Extracted information:
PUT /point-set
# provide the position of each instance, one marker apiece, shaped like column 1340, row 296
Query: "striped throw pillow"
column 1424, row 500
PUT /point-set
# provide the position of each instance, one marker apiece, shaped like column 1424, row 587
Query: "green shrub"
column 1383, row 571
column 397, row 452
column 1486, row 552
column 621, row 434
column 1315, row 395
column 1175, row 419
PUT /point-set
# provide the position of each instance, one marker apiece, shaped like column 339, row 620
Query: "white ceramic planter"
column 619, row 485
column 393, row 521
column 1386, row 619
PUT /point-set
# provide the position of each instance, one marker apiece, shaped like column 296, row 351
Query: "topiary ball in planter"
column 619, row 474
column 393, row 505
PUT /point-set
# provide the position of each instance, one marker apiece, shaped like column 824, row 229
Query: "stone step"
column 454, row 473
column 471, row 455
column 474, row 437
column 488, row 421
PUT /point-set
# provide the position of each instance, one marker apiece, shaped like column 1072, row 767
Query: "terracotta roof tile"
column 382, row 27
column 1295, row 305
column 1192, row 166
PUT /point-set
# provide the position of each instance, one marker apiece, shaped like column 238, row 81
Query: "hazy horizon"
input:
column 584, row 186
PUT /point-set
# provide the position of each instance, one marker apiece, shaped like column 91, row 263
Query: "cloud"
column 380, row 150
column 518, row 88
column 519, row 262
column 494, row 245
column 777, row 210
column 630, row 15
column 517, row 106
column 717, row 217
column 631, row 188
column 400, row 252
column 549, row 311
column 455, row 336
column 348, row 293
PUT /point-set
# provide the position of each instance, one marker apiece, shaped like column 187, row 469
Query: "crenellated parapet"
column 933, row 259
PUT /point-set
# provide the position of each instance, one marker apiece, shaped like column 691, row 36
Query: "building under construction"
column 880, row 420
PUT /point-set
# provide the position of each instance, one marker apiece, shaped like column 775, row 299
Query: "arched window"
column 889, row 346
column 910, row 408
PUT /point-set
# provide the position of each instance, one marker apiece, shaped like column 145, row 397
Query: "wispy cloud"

Requirements: List each line of the records that contains the string "planter", matching case exactly.

Written response:
Query: "white ceramic planter"
Query: "topiary ball in planter"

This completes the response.